Records for this task
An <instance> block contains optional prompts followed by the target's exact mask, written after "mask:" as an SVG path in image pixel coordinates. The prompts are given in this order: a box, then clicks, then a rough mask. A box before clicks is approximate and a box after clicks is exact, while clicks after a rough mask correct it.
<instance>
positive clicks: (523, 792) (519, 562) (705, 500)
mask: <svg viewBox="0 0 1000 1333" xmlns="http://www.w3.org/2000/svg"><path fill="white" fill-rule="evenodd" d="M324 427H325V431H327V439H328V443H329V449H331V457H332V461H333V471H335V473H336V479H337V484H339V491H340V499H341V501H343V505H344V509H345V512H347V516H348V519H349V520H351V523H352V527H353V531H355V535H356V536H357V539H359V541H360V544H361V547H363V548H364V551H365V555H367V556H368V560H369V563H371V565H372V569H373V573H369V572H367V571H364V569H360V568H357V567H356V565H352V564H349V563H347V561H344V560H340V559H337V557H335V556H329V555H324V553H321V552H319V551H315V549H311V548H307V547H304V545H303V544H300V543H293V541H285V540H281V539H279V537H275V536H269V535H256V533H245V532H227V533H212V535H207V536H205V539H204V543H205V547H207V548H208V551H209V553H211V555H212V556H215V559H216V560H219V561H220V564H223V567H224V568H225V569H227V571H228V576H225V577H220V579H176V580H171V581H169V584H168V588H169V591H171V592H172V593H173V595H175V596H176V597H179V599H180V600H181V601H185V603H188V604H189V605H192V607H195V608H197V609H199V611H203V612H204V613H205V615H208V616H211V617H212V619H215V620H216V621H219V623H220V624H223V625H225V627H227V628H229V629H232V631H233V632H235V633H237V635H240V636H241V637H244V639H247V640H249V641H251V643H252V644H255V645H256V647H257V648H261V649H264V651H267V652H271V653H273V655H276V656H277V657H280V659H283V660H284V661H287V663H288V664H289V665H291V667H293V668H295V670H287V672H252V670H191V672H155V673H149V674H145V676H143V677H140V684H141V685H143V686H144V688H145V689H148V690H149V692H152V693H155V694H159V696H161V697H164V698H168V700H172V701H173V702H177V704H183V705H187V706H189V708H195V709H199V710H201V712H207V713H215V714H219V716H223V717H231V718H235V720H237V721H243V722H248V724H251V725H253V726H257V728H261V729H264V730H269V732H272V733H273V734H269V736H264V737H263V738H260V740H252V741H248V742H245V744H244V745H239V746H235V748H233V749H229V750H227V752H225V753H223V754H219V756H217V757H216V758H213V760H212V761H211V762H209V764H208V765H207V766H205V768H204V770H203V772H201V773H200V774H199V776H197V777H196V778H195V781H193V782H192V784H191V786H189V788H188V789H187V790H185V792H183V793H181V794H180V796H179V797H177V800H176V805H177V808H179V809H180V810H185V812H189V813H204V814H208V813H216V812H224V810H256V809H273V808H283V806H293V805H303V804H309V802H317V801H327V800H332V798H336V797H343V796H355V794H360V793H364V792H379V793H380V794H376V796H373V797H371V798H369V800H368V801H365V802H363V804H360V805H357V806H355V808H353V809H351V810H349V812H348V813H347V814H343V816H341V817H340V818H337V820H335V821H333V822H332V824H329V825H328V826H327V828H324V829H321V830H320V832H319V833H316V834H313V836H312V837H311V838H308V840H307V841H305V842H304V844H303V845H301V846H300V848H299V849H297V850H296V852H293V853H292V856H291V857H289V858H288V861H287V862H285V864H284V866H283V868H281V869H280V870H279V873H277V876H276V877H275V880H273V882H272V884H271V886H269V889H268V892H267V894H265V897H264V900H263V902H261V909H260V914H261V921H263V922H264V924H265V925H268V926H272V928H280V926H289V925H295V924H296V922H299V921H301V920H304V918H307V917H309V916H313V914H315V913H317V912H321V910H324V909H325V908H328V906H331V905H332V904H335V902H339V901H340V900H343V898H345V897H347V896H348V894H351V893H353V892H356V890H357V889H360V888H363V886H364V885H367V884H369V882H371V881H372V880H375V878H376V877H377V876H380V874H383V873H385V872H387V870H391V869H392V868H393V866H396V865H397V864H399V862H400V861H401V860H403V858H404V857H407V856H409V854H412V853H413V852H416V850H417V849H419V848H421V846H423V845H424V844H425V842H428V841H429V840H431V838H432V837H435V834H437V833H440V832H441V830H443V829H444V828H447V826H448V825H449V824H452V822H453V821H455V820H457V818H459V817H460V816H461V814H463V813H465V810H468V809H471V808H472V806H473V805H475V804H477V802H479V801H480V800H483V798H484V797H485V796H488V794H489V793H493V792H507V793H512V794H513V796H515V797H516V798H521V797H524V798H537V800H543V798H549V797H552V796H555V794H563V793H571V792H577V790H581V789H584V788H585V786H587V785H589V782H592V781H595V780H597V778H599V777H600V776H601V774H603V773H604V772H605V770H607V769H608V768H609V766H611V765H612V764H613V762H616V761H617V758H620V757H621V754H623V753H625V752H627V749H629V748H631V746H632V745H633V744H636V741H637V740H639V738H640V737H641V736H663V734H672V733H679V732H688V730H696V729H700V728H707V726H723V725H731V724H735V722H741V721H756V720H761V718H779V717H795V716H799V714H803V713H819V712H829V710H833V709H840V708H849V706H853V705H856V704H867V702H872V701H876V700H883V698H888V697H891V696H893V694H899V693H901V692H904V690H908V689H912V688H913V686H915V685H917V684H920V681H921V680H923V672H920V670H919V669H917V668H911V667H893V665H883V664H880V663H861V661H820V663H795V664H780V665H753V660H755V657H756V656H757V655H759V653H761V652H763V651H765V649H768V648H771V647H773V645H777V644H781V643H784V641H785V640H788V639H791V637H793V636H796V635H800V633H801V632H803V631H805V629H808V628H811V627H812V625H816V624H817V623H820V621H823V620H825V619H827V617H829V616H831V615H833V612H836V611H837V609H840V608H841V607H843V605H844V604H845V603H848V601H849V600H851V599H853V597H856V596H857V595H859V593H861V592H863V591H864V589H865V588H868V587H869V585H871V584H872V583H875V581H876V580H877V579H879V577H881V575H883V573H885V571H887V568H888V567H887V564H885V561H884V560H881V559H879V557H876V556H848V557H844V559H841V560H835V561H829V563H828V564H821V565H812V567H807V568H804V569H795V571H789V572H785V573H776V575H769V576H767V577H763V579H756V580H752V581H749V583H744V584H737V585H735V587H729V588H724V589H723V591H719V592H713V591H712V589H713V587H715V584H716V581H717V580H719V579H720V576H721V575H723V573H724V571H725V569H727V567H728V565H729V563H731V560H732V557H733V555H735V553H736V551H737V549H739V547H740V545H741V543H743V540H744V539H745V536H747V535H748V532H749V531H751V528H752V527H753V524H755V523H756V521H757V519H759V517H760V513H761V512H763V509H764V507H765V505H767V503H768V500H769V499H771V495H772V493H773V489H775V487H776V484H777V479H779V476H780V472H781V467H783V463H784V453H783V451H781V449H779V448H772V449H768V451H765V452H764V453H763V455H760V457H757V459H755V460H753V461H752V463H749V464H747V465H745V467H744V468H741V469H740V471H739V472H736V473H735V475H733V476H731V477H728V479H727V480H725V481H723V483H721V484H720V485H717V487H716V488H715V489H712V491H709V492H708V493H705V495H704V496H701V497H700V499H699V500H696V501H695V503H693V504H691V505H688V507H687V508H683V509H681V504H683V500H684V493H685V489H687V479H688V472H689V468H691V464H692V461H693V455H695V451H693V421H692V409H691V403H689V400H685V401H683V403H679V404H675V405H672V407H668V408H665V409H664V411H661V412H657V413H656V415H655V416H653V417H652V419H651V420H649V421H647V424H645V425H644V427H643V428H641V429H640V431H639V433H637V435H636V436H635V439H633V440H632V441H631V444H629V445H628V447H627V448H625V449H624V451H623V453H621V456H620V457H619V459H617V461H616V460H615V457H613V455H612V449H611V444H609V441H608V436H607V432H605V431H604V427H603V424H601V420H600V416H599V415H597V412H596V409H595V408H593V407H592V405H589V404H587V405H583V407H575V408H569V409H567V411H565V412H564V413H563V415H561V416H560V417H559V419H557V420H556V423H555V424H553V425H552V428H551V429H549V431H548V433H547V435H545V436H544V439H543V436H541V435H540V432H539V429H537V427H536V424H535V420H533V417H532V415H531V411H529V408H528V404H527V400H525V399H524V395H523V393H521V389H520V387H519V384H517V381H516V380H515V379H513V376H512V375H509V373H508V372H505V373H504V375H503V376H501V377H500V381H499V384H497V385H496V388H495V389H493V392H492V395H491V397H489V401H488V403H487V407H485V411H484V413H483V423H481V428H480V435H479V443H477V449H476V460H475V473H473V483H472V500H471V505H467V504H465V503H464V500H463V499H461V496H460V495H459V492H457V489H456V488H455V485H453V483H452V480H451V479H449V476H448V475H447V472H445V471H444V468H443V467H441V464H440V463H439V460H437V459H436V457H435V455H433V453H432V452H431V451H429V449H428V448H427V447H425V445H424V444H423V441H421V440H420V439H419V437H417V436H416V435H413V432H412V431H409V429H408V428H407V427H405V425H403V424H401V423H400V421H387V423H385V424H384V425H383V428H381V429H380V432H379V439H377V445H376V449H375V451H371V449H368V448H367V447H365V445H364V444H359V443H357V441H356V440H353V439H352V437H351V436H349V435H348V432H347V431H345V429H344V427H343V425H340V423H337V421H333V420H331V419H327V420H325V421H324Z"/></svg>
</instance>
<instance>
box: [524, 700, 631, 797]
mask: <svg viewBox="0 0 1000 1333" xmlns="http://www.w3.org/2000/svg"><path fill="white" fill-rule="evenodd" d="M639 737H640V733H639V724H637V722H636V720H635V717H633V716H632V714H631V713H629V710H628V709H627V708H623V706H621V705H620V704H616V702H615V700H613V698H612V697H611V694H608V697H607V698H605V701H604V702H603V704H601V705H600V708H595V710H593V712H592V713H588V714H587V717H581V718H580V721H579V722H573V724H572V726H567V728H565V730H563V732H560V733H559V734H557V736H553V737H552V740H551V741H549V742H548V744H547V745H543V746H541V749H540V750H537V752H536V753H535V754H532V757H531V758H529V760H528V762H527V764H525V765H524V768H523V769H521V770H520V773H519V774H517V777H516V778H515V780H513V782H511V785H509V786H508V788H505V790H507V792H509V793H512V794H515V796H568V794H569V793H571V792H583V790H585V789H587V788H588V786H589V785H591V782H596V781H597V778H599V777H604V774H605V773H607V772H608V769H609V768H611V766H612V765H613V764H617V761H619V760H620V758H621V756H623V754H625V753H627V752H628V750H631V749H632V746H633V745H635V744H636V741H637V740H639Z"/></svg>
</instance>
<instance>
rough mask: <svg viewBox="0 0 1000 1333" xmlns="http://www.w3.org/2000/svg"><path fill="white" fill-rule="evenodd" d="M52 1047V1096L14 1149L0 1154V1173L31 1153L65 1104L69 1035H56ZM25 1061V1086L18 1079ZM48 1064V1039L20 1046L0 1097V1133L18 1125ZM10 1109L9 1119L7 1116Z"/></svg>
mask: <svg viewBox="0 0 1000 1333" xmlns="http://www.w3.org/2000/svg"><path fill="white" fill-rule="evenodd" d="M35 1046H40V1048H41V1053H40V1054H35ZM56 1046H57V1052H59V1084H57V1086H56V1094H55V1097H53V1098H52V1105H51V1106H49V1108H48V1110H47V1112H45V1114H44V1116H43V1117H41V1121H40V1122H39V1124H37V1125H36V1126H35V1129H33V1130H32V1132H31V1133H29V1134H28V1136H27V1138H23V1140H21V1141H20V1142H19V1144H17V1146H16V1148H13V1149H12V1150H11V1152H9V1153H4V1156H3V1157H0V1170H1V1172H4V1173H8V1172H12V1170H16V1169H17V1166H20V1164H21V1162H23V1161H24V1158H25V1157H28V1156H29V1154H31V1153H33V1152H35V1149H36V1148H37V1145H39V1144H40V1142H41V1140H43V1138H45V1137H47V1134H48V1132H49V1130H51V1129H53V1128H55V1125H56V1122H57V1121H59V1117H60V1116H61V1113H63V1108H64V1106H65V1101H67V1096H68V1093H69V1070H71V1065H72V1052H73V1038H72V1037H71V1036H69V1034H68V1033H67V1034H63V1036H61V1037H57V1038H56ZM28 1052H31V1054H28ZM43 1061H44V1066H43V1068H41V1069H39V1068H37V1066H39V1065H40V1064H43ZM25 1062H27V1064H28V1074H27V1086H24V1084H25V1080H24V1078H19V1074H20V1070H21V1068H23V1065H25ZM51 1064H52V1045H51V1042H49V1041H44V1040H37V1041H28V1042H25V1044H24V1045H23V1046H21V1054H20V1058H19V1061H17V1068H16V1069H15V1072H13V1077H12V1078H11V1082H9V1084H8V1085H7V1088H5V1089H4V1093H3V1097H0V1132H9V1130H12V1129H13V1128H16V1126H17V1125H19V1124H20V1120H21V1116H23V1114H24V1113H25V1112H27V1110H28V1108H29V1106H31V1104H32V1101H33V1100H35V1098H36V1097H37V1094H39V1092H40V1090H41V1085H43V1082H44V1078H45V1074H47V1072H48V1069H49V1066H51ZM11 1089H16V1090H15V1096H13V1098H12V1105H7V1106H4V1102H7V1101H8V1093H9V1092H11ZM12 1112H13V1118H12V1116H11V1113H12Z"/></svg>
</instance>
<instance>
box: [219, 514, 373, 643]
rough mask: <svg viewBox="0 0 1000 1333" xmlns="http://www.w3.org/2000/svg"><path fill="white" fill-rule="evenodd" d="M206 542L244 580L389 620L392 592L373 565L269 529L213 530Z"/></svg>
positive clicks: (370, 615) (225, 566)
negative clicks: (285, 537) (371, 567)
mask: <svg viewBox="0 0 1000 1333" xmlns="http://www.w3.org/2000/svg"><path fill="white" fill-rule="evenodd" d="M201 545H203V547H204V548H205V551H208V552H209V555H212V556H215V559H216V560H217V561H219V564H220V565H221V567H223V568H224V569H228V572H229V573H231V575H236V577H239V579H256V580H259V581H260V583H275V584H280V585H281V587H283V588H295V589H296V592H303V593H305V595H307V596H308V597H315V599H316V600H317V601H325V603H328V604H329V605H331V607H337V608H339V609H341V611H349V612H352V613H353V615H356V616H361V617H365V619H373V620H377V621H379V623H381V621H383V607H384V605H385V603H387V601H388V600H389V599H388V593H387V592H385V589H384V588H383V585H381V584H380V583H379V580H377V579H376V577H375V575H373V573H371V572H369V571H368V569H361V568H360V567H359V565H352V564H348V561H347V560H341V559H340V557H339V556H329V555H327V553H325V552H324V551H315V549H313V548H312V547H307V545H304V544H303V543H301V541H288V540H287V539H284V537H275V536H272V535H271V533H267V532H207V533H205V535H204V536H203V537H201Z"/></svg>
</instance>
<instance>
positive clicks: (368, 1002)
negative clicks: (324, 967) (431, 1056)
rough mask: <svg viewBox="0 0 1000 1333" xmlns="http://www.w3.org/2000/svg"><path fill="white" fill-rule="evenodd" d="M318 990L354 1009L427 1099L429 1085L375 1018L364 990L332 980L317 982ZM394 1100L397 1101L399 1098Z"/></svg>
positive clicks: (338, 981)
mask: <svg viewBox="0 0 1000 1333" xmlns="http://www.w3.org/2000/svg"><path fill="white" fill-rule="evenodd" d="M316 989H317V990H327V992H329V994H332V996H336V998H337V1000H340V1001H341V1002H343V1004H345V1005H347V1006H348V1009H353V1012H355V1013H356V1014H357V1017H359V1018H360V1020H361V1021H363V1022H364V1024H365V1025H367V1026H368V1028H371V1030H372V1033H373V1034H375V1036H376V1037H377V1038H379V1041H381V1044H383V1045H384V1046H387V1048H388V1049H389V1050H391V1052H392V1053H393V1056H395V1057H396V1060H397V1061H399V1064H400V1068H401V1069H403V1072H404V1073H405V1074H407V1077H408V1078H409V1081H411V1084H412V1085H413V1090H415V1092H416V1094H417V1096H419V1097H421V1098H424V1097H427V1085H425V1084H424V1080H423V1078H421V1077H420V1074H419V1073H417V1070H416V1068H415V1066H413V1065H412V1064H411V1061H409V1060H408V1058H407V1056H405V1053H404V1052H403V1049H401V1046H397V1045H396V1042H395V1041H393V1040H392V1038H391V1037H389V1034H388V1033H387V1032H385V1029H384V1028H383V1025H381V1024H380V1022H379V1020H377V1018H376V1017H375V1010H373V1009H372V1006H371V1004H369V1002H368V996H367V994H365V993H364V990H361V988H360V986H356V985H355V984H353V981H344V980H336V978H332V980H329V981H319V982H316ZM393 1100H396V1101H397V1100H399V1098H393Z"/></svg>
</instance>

What the task asks
Copy each line of the listing that carries the word "clicks".

Exercise solution
An <instance> block contains optional prompts followed by the target's exact mask, written after "mask:" as an SVG path in image pixel coordinates. The prompts are given in this order: a box, then clicks, then a rough mask. A box before clicks is approximate and a box after clicks is exact, while clicks after a rough mask correct it.
positive clicks: (523, 792) (519, 562) (705, 500)
positive clicks: (370, 615) (225, 566)
negative clicks: (285, 537) (371, 567)
positive clicks: (368, 1002)
negative clicks: (324, 967) (431, 1056)
positive clicks: (338, 981)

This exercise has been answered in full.